• [TEXT SEGMENT]:
— start —

Chris Mungall cjm at fruitfly.org
Mon Jan 28 10:45:46 PST 2008


On Jan 28, 2008, at 10:11 AM, Chris Mungall wrote:

>
> I don't think we should overload names or file paths.
>
> If gene_association.mgi.gz currently means all associations, we  
> shouldn't change this, even with lead time: if we want to change  
> the meaning we should obsolete the URL/file path.
>
> I think the options are:
>
> [1] maintain 3 files:
>
> gene_association.<ORG>.gz
> gene_association.<ORG>.iea_annotations.gz
> gene_association.<ORG>.non-iea_annotations.gz
>
> [2] maintain 2 files:
>
> gene_association.<ORG>.iea_annotations.gz
> gene_association.<ORG>.non-iea_annotations.gz
>
> (and force people to cat if they want [1])
>

Oops, I switched numbers halfway through (thanks JohnM); strike:

> There is no requirement to give users a lead time for [2]. There  
> would have to be a lead time for [1], and [2] would be a necessary  
> intermediate step towards [1] to give software time to adjust.
>
> If nobody can remember why this is important I suggest going with [2].

should be:

There is no requirement to give users a lead time for [1]. There  
would have to be a lead time for [2], and [1] would be a necessary  
intermediate step towards [2] to give software time to adjust.

— end —

• [STATED TASK A]: Copy out the rows exactly, starting with the line that contains "Where can the cluster" and going on through the line that contains "point(494, 299)".

• [DATA FOR THE TASK]:
— start —

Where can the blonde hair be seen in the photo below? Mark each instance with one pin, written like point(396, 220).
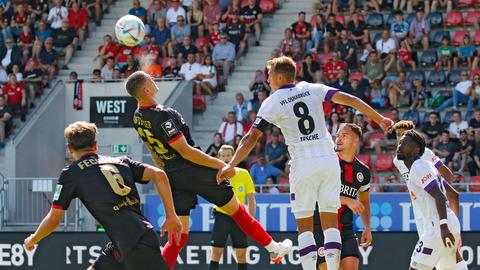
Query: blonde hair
point(81, 135)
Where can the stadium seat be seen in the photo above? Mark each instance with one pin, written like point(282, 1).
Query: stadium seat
point(454, 77)
point(472, 16)
point(458, 38)
point(476, 38)
point(435, 19)
point(437, 77)
point(267, 6)
point(436, 37)
point(375, 21)
point(474, 184)
point(428, 58)
point(384, 162)
point(454, 18)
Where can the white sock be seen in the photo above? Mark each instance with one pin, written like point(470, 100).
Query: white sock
point(307, 250)
point(333, 248)
point(462, 265)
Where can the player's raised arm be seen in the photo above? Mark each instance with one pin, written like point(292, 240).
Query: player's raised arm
point(358, 104)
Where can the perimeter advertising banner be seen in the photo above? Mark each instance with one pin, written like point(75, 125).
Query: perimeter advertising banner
point(76, 251)
point(390, 212)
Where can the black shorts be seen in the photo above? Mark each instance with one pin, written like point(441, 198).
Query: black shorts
point(349, 245)
point(224, 226)
point(146, 255)
point(195, 180)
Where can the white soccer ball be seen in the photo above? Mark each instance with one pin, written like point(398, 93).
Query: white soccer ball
point(130, 30)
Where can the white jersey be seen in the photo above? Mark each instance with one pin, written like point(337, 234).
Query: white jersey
point(298, 111)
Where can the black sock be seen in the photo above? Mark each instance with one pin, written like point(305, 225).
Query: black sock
point(213, 265)
point(242, 266)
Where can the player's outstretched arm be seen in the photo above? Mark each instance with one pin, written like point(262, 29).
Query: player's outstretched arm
point(244, 148)
point(195, 155)
point(358, 104)
point(46, 227)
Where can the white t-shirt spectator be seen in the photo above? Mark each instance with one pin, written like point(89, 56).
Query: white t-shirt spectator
point(56, 15)
point(190, 70)
point(229, 131)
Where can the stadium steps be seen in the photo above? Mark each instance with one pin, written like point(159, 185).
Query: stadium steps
point(207, 123)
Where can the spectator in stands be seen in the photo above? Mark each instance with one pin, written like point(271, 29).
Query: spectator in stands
point(230, 128)
point(374, 69)
point(237, 33)
point(332, 33)
point(358, 29)
point(16, 98)
point(290, 46)
point(347, 49)
point(57, 14)
point(10, 54)
point(419, 30)
point(178, 33)
point(78, 19)
point(262, 170)
point(49, 59)
point(224, 56)
point(251, 16)
point(241, 108)
point(161, 36)
point(174, 12)
point(333, 66)
point(457, 125)
point(399, 27)
point(432, 128)
point(213, 148)
point(106, 50)
point(302, 31)
point(5, 120)
point(460, 94)
point(65, 40)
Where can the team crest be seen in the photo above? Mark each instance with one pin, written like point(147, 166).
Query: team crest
point(360, 177)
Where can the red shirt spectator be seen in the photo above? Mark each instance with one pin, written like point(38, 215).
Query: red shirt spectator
point(333, 66)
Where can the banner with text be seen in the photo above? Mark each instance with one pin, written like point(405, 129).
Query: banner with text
point(390, 212)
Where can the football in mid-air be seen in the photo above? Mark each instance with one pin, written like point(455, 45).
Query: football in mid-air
point(129, 30)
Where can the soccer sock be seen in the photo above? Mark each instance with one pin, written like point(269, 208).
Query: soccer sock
point(333, 248)
point(251, 227)
point(213, 265)
point(170, 251)
point(462, 265)
point(307, 250)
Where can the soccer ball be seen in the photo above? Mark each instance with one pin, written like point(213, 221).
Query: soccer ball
point(130, 30)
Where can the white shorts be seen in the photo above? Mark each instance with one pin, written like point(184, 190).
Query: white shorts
point(315, 180)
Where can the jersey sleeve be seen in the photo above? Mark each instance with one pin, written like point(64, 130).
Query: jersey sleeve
point(422, 175)
point(64, 192)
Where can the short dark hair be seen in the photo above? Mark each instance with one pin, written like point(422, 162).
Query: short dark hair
point(418, 139)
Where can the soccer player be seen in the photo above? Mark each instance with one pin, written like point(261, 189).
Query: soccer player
point(400, 128)
point(438, 244)
point(244, 190)
point(190, 171)
point(355, 183)
point(106, 186)
point(315, 170)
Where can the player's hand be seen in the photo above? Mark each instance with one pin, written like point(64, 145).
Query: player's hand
point(447, 236)
point(174, 228)
point(30, 242)
point(226, 172)
point(366, 238)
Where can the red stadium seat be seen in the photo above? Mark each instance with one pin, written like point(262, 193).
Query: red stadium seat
point(454, 18)
point(384, 162)
point(472, 16)
point(476, 38)
point(475, 183)
point(458, 38)
point(267, 6)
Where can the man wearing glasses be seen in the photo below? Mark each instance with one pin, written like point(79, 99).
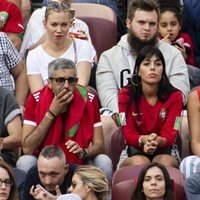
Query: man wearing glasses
point(67, 115)
point(52, 175)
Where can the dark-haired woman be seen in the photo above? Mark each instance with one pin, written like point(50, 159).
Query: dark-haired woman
point(153, 183)
point(8, 188)
point(150, 109)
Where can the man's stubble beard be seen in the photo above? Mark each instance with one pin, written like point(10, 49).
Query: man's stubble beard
point(137, 44)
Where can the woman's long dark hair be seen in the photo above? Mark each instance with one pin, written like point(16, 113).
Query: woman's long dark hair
point(165, 88)
point(13, 191)
point(138, 193)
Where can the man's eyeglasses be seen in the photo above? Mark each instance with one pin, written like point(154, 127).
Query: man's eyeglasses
point(53, 5)
point(61, 80)
point(7, 182)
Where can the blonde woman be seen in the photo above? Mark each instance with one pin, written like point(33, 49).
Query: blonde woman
point(58, 20)
point(89, 182)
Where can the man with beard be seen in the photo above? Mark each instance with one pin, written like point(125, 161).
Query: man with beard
point(52, 175)
point(116, 65)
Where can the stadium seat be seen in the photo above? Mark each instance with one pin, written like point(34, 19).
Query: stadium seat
point(102, 23)
point(123, 177)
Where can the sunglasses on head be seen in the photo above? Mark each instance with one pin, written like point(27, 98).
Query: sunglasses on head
point(62, 80)
point(54, 5)
point(7, 182)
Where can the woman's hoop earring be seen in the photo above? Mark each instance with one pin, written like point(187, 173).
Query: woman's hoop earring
point(163, 82)
point(136, 80)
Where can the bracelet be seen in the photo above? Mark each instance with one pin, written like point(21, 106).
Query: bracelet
point(53, 115)
point(48, 116)
point(85, 154)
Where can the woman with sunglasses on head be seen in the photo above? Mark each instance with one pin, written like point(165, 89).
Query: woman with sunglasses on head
point(150, 109)
point(153, 183)
point(8, 188)
point(89, 182)
point(58, 20)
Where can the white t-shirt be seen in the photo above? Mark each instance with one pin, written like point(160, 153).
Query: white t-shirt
point(38, 60)
point(35, 29)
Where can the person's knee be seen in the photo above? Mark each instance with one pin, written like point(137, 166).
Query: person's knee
point(25, 162)
point(190, 165)
point(166, 160)
point(105, 164)
point(135, 160)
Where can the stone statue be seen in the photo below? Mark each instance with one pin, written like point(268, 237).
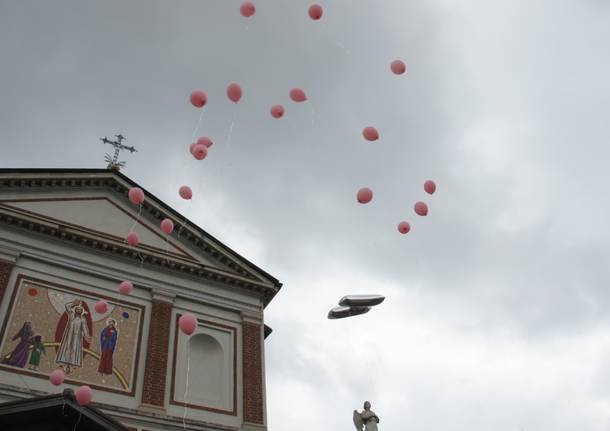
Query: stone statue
point(367, 419)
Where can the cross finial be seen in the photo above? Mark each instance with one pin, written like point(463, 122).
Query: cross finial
point(113, 162)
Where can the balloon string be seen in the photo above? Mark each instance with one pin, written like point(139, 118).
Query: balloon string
point(80, 415)
point(137, 218)
point(198, 123)
point(188, 370)
point(340, 45)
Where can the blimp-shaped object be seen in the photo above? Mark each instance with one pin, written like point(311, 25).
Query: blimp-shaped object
point(361, 300)
point(341, 312)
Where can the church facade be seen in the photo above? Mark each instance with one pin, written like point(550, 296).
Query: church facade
point(63, 250)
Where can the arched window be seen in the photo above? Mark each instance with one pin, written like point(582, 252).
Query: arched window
point(207, 370)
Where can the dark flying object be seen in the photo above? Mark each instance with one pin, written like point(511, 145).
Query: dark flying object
point(361, 300)
point(341, 312)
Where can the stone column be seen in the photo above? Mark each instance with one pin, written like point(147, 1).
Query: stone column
point(253, 372)
point(8, 258)
point(157, 352)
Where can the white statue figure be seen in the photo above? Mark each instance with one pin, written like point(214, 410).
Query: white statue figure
point(367, 419)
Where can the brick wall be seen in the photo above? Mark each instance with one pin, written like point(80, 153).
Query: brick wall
point(157, 353)
point(253, 373)
point(5, 273)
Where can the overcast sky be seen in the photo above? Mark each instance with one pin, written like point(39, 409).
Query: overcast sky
point(498, 303)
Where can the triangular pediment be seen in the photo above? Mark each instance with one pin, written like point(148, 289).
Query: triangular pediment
point(99, 216)
point(91, 207)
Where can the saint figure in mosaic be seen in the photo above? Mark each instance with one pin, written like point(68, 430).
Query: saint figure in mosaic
point(75, 334)
point(108, 338)
point(19, 356)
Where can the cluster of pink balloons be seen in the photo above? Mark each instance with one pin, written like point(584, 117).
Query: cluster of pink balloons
point(248, 9)
point(365, 195)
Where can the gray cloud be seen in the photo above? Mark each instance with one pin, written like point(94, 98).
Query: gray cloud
point(494, 299)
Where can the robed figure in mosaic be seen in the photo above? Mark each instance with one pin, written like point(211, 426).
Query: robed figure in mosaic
point(75, 334)
point(108, 339)
point(19, 355)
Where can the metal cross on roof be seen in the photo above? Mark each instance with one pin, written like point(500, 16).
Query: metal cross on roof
point(113, 162)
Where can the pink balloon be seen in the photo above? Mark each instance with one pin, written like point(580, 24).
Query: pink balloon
point(133, 239)
point(398, 67)
point(370, 133)
point(234, 92)
point(421, 209)
point(199, 98)
point(101, 306)
point(247, 9)
point(136, 195)
point(83, 395)
point(167, 226)
point(185, 192)
point(404, 227)
point(365, 195)
point(204, 140)
point(277, 111)
point(126, 287)
point(315, 12)
point(200, 151)
point(187, 323)
point(57, 377)
point(429, 187)
point(298, 95)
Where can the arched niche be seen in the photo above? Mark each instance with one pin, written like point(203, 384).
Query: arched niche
point(207, 369)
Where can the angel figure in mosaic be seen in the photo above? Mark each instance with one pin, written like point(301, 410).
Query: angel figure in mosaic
point(367, 419)
point(75, 334)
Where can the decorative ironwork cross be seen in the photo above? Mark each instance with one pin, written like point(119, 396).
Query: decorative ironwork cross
point(113, 162)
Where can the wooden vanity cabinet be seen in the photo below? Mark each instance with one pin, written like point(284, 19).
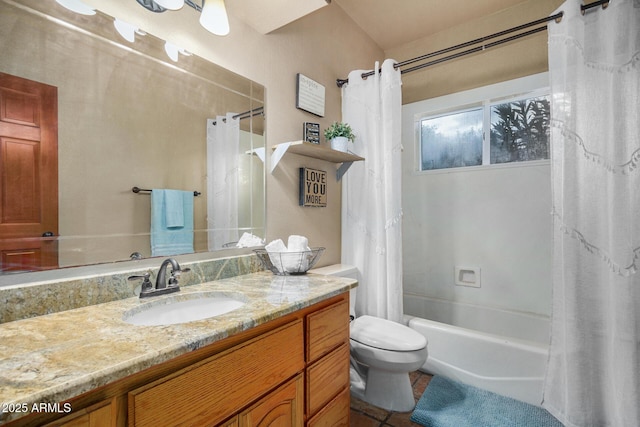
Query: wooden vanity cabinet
point(327, 371)
point(291, 371)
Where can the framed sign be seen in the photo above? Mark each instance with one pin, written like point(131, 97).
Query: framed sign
point(309, 95)
point(313, 187)
point(311, 132)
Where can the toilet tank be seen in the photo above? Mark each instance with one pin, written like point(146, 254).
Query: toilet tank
point(342, 270)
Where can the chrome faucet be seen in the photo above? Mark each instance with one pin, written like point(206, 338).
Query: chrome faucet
point(163, 286)
point(161, 282)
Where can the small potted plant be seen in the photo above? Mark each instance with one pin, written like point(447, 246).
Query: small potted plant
point(339, 134)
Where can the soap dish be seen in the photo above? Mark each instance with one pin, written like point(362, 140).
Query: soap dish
point(289, 263)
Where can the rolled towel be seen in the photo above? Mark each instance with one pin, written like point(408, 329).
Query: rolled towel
point(275, 249)
point(297, 243)
point(300, 260)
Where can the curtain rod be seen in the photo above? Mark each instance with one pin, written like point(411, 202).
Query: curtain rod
point(255, 112)
point(557, 17)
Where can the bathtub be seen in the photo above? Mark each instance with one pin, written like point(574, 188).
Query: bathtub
point(503, 364)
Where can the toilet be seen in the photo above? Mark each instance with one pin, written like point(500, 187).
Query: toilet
point(382, 354)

— end —

• [STATED TASK B]: Write out the whole mailing-list post about annotation file names exactly as it appears.

• [WRITTEN REPLY A]:
Where can the cluster of pink balloons be seen in the photo above? Mark each instance with one pin, written like point(584, 117).
Query: cluster of pink balloons
point(248, 9)
point(365, 195)
Where can the gray cloud be seen in the photo above? Mark each instance with one pin, written like point(94, 98).
Query: gray cloud
point(494, 299)

• [WRITTEN REPLY B]:
Chris Mungall cjm at fruitfly.org
Mon Jan 28 10:45:46 PST 2008


On Jan 28, 2008, at 10:11 AM, Chris Mungall wrote:

>
> I don't think we should overload names or file paths.
>
> If gene_association.mgi.gz currently means all associations, we  
> shouldn't change this, even with lead time: if we want to change  
> the meaning we should obsolete the URL/file path.
>
> I think the options are:
>
> [1] maintain 3 files:
>
> gene_association.<ORG>.gz
> gene_association.<ORG>.iea_annotations.gz
> gene_association.<ORG>.non-iea_annotations.gz
>
> [2] maintain 2 files:
>
> gene_association.<ORG>.iea_annotations.gz
> gene_association.<ORG>.non-iea_annotations.gz
>
> (and force people to cat if they want [1])
>

Oops, I switched numbers halfway through (thanks JohnM); strike:

> There is no requirement to give users a lead time for [2]. There  
> would have to be a lead time for [1], and [2] would be a necessary  
> intermediate step towards [1] to give software time to adjust.
>
> If nobody can remember why this is important I suggest going with [2].

should be:

There is no requirement to give users a lead time for [1]. There  
would have to be a lead time for [2], and [1] would be a necessary  
intermediate step towards [2] to give software time to adjust.